Your task -
Wherever the word "rough" occurs in the lines below, copy the whole line.

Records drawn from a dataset

Segment Open

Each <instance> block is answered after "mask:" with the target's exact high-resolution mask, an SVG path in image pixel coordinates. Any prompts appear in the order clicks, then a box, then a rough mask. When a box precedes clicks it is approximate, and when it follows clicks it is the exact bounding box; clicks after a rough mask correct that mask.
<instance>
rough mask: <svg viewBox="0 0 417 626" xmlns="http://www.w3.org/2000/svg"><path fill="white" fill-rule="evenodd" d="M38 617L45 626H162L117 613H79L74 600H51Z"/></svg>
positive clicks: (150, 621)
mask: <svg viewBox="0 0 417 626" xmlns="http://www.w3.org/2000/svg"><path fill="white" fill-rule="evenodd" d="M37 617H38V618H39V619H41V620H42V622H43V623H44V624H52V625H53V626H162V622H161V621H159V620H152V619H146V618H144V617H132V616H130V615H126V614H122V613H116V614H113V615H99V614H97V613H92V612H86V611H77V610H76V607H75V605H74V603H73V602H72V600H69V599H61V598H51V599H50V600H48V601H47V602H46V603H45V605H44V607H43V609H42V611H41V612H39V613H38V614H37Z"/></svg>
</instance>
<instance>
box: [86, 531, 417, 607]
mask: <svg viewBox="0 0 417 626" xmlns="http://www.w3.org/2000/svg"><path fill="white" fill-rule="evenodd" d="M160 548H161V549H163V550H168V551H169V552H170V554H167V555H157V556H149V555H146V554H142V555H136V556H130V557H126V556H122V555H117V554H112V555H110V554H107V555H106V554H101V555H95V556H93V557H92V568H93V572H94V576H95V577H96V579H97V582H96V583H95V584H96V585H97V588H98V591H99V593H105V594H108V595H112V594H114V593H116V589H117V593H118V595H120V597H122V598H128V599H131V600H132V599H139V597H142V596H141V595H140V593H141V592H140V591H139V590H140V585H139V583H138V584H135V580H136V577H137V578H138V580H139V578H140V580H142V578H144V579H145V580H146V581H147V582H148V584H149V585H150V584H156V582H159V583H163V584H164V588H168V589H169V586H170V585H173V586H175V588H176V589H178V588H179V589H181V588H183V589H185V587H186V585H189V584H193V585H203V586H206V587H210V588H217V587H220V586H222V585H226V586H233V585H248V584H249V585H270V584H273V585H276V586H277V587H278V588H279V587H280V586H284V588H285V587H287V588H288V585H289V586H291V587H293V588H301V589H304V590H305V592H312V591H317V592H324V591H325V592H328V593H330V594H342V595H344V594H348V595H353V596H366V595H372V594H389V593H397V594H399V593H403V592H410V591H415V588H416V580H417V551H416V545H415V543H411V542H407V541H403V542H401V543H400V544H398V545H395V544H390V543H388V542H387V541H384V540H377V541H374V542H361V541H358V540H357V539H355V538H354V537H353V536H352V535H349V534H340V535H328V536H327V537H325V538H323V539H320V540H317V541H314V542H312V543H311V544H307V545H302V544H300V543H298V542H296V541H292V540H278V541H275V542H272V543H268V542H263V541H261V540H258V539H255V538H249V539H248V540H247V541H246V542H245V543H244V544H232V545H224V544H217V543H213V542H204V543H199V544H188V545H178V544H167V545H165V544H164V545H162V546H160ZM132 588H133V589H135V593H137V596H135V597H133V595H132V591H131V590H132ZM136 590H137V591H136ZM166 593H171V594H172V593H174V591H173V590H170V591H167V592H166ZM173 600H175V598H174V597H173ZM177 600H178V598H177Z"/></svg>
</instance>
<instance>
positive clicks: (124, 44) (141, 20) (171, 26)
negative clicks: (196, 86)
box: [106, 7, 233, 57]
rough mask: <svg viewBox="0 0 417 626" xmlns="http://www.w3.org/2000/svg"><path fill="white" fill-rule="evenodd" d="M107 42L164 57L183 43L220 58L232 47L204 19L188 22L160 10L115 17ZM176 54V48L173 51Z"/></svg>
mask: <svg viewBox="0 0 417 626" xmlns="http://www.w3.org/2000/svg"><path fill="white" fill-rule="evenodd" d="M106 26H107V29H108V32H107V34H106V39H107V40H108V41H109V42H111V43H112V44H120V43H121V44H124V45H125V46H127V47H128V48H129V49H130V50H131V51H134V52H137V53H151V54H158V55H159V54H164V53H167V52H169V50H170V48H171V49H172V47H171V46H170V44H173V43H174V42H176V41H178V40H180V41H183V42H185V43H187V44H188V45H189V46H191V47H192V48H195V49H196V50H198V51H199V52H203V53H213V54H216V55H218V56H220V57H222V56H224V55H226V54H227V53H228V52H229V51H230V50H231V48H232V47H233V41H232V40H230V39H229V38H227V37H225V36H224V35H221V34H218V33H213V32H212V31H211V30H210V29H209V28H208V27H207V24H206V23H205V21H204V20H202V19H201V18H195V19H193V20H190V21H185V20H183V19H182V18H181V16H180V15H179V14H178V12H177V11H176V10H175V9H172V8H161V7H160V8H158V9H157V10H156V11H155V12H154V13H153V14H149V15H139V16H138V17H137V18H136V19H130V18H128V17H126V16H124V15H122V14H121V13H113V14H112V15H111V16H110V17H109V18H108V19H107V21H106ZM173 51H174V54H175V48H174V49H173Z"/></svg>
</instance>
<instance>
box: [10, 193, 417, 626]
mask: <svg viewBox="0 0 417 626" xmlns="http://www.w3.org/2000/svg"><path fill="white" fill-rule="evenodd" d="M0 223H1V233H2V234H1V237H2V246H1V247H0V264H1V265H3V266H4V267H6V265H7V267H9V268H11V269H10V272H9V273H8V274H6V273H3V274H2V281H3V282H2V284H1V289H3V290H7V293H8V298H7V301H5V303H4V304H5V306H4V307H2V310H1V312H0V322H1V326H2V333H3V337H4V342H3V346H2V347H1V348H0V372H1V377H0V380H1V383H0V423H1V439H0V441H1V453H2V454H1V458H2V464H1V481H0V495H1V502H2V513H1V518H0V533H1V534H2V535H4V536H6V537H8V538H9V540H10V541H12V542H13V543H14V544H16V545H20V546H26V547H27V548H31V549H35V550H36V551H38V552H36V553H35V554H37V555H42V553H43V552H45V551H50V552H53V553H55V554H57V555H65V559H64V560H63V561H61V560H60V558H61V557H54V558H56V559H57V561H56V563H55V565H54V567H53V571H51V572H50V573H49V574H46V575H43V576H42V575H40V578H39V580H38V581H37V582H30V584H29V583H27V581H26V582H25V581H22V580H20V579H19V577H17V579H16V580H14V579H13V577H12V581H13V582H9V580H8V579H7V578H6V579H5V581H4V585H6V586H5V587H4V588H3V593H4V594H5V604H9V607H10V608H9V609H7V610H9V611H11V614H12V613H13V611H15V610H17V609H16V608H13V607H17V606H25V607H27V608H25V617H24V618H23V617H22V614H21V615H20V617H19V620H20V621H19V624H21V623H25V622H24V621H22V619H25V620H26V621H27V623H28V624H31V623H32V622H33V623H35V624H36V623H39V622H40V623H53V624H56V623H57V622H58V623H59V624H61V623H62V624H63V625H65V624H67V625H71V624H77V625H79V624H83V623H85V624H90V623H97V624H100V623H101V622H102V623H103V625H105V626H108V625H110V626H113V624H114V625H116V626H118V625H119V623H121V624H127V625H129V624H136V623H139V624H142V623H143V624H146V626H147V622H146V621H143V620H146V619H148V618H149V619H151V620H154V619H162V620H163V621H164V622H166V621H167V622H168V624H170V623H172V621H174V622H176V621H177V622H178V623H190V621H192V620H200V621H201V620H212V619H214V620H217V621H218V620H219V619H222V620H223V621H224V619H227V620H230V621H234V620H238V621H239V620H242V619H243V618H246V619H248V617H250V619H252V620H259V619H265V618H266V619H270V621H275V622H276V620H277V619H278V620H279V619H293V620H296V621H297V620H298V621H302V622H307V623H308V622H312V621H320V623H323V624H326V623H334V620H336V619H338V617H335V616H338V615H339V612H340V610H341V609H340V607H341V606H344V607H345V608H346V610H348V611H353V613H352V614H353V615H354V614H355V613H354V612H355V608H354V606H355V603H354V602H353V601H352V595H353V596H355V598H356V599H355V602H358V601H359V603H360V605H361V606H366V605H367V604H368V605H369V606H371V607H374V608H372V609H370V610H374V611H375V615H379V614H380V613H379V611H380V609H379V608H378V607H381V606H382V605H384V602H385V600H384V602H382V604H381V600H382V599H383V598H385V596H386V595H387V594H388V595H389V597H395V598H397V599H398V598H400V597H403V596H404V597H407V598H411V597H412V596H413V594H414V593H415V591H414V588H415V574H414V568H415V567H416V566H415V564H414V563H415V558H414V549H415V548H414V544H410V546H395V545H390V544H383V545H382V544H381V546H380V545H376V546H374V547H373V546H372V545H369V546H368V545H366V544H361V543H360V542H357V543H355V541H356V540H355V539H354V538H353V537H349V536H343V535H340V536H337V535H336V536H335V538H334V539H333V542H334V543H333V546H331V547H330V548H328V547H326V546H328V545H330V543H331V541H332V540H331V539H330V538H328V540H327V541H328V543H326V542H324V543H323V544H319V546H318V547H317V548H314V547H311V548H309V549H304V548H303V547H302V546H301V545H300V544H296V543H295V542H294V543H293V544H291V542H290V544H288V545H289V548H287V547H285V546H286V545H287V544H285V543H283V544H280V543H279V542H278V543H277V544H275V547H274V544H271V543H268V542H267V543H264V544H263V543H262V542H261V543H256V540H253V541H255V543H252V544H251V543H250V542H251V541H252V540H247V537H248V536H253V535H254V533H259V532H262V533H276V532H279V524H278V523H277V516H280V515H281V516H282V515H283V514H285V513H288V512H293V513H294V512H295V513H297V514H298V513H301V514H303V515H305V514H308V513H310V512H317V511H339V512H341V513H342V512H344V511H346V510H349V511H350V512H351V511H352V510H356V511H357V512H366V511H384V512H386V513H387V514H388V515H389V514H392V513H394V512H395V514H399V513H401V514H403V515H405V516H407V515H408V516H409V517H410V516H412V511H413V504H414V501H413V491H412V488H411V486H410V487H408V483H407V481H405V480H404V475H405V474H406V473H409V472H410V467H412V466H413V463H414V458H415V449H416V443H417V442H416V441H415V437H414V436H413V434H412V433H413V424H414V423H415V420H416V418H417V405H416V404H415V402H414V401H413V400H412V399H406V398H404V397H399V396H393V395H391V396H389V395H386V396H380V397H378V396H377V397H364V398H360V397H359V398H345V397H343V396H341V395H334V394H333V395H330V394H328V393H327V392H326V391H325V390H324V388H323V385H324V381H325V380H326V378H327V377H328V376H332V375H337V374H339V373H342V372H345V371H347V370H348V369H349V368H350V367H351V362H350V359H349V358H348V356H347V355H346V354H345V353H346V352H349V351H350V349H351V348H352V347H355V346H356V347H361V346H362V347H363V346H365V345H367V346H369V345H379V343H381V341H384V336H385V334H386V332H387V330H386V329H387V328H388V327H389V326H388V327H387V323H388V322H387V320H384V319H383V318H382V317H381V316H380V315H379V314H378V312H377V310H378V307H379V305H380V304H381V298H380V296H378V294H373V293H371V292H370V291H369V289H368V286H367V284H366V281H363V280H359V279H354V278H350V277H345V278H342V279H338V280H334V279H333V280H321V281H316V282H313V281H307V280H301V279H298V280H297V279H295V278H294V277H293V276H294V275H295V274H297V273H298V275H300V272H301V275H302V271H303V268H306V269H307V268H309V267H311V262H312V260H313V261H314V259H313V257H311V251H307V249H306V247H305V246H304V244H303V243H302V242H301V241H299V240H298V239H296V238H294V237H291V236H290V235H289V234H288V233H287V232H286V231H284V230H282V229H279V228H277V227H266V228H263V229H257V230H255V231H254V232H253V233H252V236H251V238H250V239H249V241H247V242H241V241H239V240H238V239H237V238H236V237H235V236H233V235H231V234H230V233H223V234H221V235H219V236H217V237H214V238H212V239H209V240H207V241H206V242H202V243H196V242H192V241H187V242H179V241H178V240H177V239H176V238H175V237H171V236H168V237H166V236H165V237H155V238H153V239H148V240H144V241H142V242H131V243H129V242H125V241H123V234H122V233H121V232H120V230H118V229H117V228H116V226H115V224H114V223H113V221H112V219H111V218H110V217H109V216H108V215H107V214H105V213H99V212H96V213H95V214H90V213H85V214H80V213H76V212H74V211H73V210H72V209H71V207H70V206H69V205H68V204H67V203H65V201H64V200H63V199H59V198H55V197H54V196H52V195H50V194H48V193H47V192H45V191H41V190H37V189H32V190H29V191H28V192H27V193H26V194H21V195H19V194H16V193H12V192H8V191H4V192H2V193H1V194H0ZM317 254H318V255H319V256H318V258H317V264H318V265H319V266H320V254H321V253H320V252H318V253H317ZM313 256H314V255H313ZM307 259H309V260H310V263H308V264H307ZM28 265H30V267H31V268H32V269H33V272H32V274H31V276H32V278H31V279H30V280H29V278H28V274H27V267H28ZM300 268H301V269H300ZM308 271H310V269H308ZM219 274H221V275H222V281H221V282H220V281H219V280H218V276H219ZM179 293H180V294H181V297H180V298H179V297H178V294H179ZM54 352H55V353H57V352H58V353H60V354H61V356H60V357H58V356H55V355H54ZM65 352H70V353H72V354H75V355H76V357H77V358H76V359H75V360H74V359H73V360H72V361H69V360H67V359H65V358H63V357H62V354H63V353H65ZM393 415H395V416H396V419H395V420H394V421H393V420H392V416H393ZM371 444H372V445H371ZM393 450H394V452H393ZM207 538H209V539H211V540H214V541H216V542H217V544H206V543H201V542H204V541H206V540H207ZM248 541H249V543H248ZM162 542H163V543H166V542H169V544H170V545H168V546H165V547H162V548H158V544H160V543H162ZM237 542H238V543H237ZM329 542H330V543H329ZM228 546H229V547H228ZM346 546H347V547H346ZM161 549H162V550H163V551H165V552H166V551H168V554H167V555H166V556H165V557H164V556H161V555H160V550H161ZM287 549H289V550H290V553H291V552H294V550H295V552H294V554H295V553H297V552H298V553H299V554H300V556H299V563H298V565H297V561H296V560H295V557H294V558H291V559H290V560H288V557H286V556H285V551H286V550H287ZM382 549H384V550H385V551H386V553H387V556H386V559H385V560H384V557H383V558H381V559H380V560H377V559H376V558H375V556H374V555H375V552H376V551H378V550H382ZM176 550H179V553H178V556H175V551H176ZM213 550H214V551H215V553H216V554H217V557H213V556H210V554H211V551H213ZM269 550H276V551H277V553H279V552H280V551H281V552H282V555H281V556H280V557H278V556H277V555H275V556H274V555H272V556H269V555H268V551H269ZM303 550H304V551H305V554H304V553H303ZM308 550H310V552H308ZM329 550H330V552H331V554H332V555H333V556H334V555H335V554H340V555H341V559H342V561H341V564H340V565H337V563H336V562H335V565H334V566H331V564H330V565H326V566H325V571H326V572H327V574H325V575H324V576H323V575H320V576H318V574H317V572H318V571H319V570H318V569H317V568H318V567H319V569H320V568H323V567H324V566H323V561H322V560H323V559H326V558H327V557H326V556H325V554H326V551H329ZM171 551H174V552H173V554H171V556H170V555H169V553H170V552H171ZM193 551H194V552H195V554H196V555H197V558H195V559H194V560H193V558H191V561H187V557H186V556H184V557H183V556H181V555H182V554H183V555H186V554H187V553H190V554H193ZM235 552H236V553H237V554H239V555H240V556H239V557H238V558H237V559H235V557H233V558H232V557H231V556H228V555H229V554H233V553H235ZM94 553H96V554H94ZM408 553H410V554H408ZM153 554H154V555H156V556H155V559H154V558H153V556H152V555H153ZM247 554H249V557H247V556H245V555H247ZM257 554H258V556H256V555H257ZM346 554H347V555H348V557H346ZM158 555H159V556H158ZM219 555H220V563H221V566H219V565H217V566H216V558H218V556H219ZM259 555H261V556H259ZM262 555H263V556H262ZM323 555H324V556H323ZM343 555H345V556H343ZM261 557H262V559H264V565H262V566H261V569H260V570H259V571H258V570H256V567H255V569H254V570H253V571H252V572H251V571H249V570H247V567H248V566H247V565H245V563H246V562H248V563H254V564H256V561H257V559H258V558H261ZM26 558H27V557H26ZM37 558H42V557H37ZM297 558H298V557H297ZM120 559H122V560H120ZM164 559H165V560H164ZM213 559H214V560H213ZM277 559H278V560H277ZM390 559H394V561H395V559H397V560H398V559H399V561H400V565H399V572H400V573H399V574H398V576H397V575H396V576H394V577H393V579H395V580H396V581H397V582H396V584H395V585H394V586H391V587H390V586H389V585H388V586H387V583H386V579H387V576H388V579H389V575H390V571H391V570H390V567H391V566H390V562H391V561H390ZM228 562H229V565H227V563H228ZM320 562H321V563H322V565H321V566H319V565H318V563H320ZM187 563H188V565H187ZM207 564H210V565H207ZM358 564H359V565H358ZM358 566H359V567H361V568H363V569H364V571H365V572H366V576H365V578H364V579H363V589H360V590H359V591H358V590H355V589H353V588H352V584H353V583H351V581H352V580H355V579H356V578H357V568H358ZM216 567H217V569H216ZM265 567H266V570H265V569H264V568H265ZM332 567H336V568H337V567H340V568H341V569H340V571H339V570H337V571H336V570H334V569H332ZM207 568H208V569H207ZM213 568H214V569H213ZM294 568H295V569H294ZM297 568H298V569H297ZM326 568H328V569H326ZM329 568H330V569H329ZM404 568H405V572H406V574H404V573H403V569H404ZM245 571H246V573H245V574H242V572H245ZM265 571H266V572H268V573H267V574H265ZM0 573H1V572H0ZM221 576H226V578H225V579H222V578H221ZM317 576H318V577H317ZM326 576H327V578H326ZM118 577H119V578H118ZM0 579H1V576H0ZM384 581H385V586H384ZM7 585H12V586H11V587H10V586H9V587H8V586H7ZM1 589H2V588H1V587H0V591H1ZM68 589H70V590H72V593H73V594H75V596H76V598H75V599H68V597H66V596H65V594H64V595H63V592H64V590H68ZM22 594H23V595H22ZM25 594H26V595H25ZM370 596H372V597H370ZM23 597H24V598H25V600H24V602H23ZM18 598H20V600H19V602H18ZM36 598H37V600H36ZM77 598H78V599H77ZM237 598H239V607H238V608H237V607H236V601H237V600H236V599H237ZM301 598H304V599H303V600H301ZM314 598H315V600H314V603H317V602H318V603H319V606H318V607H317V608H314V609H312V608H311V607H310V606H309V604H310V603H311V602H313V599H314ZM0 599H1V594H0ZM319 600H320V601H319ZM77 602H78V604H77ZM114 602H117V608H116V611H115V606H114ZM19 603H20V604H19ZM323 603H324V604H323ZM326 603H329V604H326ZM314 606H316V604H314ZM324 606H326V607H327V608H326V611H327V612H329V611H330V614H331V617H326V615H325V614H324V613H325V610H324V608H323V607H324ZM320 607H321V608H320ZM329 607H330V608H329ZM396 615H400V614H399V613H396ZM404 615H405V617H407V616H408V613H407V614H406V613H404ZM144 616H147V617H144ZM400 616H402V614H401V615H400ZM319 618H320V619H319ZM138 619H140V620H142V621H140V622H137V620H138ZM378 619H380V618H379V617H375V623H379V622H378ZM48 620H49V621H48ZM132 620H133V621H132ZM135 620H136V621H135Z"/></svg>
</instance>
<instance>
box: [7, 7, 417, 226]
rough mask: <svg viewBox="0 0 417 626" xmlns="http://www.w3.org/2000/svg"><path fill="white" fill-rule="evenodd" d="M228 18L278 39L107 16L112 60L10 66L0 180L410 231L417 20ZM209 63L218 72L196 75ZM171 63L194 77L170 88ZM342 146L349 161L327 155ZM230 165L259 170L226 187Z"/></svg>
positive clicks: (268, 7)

Segment Closed

Response area -
Each <instance> block is answered after "mask:" with the target's exact high-resolution mask, an SVG path in image pixel coordinates. Any prompts appear in the order clicks, then a box, then a rough mask. When a box precedes clicks it is approximate, and when it follows clicks it is the exact bounding box; clicks after a rough mask correct that mask.
rough mask: <svg viewBox="0 0 417 626" xmlns="http://www.w3.org/2000/svg"><path fill="white" fill-rule="evenodd" d="M38 617L45 626H162L117 613H79L74 600H51Z"/></svg>
rough mask: <svg viewBox="0 0 417 626" xmlns="http://www.w3.org/2000/svg"><path fill="white" fill-rule="evenodd" d="M107 42L164 57L183 43L220 58L232 47L204 19L188 22L160 10L115 17ZM176 54V48L173 51Z"/></svg>
rough mask: <svg viewBox="0 0 417 626" xmlns="http://www.w3.org/2000/svg"><path fill="white" fill-rule="evenodd" d="M228 18L278 39L107 16L112 60L10 66L0 180L410 231L417 20ZM209 63L218 72L196 75ZM171 63L194 77L170 88ZM342 146L349 161L327 155ZM230 165L259 170L226 187Z"/></svg>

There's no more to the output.